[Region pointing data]
==*==

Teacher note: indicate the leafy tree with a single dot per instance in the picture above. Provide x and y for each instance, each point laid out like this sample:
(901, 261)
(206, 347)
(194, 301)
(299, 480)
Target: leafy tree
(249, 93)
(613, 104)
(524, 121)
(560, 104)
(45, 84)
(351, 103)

==*==

■ TASK REQUIREMENTS ■
All records shown above must be set down again verbatim.

■ OUTPUT ■
Teacher note: indicate the leafy tree with a single dot per instance in the picture above. Provide x and y for each instance, each point laid out like this sample:
(901, 261)
(206, 347)
(194, 301)
(299, 480)
Target: leafy tree
(249, 93)
(613, 104)
(524, 121)
(560, 104)
(45, 84)
(351, 103)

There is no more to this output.